— Begin Raw data —
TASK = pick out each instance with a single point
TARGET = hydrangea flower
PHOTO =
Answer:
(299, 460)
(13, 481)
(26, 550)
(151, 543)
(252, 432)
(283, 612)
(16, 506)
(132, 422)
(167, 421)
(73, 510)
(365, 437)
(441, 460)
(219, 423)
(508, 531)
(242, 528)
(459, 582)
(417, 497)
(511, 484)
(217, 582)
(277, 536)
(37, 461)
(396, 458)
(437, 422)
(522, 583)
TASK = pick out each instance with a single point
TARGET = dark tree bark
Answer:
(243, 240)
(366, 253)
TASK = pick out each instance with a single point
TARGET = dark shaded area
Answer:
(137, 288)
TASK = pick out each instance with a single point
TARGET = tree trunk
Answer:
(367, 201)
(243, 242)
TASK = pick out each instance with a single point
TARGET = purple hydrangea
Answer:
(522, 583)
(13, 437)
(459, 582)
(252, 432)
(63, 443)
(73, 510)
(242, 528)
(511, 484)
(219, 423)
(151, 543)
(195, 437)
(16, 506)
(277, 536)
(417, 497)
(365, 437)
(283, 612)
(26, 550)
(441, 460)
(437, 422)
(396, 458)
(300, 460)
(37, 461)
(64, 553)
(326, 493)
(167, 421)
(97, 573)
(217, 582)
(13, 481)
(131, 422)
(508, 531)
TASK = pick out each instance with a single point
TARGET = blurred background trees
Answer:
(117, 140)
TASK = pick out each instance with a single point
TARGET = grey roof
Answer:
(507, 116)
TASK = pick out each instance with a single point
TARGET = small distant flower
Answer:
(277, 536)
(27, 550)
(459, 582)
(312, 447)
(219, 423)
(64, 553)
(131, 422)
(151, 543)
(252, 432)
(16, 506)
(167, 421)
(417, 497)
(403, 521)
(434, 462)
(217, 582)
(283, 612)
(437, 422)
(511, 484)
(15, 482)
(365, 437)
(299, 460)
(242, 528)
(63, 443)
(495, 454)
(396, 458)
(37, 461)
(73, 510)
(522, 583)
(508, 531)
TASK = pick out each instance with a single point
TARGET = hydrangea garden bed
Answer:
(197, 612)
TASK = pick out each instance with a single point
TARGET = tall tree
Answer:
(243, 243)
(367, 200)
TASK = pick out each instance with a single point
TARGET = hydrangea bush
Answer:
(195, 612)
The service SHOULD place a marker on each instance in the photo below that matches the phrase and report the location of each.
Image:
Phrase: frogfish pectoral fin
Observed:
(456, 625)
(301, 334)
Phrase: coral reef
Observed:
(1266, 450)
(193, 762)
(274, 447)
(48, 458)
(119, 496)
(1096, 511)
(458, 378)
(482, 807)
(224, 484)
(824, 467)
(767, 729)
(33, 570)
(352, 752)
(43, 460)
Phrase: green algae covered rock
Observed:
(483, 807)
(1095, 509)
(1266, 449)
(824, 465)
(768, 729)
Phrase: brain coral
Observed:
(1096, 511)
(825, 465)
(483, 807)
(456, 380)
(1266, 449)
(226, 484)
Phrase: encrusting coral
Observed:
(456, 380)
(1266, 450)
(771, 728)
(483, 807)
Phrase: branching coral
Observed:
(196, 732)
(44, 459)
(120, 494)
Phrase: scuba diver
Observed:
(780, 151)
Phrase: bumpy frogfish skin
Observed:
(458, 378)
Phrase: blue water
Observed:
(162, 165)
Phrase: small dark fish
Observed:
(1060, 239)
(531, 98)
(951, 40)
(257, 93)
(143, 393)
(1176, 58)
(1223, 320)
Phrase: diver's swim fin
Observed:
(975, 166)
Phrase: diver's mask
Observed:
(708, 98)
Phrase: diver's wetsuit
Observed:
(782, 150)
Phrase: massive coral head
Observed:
— End Raw data —
## Task details
Copy the listing from the line holding "Phrase: scuba diver" through its end, inclusive, substituting "small black fish" for "small dark fish" and keeping everything else the same.

## Written solution
Phrase: scuba diver
Observed:
(780, 151)
Phrase: bumpy frogfish skin
Observed:
(458, 378)
Phrase: blue water
Observed:
(162, 165)
Phrase: small black fish
Observed:
(1060, 239)
(531, 98)
(951, 40)
(257, 93)
(143, 393)
(1176, 58)
(1223, 320)
Phrase: diver's swim fin
Observed:
(975, 166)
Phrase: diver's mask
Observed:
(708, 98)
Phrase: diver's wetsuit
Observed:
(782, 150)
Phrase: massive coral head
Observed:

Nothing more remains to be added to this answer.